++++ RECORDS PROVIDED ++++
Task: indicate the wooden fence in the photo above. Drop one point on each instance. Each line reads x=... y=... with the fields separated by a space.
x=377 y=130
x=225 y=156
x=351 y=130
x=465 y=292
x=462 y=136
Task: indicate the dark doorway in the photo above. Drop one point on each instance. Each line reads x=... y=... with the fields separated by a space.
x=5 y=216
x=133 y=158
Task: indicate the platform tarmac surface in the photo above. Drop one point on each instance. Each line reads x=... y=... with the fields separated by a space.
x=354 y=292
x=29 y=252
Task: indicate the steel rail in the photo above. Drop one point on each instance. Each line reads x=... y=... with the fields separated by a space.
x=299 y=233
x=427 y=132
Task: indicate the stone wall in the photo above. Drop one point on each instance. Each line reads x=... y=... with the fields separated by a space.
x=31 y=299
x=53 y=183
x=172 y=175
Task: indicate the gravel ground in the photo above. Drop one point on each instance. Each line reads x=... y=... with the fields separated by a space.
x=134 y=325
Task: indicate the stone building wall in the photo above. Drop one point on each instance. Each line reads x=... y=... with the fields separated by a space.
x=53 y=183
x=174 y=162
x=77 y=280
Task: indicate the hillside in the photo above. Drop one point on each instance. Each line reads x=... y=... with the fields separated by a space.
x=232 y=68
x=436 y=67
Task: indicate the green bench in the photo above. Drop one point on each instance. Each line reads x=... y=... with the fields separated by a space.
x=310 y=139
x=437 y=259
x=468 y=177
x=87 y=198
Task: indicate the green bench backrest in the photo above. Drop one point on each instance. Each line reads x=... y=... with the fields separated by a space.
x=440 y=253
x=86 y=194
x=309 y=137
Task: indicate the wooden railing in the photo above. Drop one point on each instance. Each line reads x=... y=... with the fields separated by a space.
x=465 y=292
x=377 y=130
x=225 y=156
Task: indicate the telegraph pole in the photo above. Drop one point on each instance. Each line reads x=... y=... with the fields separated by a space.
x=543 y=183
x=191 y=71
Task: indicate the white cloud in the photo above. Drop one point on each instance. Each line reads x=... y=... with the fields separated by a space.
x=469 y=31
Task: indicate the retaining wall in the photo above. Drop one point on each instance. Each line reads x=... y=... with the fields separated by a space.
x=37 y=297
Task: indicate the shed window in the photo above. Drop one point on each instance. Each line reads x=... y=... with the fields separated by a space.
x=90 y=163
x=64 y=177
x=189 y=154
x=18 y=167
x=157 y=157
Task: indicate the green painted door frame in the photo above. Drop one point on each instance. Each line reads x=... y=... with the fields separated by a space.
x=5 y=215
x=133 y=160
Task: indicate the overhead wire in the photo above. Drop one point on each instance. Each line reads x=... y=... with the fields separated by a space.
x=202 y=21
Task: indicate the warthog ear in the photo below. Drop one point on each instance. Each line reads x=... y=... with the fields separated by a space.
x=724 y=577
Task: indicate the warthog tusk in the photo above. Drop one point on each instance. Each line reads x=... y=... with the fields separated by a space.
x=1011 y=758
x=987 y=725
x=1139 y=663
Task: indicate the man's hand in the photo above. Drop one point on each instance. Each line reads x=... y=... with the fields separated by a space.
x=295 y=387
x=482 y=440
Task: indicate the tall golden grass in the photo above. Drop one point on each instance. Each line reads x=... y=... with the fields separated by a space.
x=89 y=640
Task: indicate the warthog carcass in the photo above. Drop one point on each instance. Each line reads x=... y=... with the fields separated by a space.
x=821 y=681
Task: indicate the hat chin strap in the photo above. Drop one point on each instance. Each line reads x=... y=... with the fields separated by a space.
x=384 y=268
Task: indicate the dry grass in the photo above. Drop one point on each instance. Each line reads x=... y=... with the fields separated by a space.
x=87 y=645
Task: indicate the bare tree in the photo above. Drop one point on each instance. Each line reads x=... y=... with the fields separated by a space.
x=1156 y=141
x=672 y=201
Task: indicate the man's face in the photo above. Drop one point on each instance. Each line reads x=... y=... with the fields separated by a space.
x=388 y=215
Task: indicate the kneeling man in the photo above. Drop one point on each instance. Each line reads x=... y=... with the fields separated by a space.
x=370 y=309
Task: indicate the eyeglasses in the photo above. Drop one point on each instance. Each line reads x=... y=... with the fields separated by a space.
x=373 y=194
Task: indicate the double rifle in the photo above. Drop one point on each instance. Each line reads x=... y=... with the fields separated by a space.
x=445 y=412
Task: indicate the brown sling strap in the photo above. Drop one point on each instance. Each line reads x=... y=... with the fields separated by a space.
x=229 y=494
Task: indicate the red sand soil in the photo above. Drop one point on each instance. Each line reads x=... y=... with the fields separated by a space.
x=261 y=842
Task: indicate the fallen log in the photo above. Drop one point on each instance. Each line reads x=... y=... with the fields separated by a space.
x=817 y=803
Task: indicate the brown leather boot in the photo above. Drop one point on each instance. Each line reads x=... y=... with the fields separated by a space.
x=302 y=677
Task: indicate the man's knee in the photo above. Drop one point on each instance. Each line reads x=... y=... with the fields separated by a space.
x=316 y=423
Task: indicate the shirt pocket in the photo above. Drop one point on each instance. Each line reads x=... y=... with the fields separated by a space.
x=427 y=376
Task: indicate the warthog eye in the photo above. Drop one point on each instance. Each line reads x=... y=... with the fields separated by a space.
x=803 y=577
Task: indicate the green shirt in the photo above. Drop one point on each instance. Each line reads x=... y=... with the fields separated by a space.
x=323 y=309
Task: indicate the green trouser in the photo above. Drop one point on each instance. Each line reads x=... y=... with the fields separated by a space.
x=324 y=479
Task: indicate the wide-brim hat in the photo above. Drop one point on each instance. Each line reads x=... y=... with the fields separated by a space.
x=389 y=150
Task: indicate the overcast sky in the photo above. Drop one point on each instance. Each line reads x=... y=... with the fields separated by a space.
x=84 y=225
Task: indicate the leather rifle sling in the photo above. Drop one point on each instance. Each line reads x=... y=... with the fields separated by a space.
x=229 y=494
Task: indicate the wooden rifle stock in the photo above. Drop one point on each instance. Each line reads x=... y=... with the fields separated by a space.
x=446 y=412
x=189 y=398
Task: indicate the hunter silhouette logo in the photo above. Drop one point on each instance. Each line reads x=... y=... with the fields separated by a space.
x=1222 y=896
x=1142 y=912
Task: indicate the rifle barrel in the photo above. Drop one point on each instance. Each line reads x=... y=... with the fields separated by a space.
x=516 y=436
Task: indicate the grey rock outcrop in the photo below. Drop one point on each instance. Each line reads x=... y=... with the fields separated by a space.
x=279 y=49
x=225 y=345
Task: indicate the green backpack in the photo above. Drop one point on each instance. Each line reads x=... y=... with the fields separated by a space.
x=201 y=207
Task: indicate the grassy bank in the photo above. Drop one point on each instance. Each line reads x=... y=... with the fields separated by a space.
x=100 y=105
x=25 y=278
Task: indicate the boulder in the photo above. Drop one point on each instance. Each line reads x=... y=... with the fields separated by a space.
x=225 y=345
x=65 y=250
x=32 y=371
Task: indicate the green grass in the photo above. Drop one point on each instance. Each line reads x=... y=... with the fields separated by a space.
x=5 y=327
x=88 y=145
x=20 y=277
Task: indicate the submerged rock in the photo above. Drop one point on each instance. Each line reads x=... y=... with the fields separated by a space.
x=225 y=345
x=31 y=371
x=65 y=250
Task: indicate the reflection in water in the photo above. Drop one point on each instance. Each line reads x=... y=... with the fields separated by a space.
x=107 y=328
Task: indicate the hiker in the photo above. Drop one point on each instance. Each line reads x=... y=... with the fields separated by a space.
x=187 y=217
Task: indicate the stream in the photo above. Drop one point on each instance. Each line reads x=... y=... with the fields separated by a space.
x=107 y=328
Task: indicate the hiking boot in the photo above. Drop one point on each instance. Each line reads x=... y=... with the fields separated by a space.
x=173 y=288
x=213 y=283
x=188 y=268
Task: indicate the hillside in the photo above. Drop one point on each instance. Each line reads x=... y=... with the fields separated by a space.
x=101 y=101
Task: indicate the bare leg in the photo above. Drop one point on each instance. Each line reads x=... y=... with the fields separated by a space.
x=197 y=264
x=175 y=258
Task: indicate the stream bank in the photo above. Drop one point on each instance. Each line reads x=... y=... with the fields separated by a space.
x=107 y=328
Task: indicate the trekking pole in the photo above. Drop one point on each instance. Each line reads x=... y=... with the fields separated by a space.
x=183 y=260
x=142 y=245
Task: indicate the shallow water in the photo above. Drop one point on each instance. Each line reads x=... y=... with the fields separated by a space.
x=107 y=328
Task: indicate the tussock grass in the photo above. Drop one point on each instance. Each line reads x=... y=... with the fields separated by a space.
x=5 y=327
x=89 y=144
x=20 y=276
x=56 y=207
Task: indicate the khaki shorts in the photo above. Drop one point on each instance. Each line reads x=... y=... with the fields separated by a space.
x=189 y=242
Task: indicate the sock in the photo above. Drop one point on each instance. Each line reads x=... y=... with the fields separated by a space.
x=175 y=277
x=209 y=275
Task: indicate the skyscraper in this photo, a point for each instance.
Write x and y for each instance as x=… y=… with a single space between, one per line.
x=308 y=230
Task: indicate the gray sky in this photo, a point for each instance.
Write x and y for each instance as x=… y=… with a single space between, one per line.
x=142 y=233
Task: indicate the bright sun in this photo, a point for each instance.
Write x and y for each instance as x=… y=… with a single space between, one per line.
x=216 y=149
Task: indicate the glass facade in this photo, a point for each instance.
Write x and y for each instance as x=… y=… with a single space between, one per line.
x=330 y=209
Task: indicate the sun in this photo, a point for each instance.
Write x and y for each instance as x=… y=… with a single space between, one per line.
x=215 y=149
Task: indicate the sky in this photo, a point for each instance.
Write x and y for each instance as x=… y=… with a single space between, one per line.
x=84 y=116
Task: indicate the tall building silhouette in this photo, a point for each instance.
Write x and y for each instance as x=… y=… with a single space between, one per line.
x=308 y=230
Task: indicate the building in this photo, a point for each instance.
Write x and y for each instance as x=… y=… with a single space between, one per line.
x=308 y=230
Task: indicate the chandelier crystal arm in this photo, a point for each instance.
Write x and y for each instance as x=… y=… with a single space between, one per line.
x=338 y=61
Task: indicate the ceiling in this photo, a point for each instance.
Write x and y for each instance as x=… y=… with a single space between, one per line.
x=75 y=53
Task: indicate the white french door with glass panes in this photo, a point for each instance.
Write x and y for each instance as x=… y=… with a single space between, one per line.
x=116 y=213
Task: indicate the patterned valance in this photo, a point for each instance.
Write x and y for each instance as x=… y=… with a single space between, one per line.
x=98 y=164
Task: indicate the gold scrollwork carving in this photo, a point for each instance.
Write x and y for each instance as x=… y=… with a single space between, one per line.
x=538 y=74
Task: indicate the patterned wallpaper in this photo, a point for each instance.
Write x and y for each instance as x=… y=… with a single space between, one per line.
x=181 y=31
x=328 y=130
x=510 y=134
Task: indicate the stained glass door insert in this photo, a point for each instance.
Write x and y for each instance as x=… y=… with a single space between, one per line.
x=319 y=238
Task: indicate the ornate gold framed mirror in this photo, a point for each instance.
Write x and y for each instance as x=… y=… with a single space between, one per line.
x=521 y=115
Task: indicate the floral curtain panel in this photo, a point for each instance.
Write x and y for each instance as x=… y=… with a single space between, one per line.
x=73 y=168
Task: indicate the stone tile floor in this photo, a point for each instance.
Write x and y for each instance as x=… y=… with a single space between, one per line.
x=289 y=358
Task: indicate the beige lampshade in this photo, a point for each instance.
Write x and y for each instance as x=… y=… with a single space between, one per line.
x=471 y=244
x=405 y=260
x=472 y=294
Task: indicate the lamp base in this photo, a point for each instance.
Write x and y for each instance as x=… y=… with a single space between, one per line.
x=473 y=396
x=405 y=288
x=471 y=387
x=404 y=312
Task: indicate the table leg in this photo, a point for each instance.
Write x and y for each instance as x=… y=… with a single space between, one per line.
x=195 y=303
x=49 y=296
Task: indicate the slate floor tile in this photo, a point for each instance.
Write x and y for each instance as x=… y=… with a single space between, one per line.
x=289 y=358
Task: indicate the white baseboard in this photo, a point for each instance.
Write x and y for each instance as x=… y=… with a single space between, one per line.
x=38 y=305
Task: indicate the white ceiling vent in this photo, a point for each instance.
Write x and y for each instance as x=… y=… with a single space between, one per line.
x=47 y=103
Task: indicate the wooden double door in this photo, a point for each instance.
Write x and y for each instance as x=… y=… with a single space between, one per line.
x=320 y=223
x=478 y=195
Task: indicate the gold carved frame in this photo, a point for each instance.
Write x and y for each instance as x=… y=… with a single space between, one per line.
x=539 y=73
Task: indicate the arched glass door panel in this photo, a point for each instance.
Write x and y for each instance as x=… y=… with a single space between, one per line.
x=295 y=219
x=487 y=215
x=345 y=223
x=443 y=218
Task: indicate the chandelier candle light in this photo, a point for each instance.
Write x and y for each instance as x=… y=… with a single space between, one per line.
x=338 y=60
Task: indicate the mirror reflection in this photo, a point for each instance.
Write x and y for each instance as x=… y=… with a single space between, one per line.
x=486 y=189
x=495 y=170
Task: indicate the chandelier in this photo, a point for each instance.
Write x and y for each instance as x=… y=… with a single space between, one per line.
++++
WORK REQUEST:
Would you copy every line of the entries in which "chandelier" appears?

RESPONSE TO THE EXERCISE:
Task: indicate the chandelier crystal arm in this photo, a point for each instance.
Task: indicate the chandelier candle light in this photo, a point for each instance.
Task: indicate the chandelier in this photo, a point for each instance.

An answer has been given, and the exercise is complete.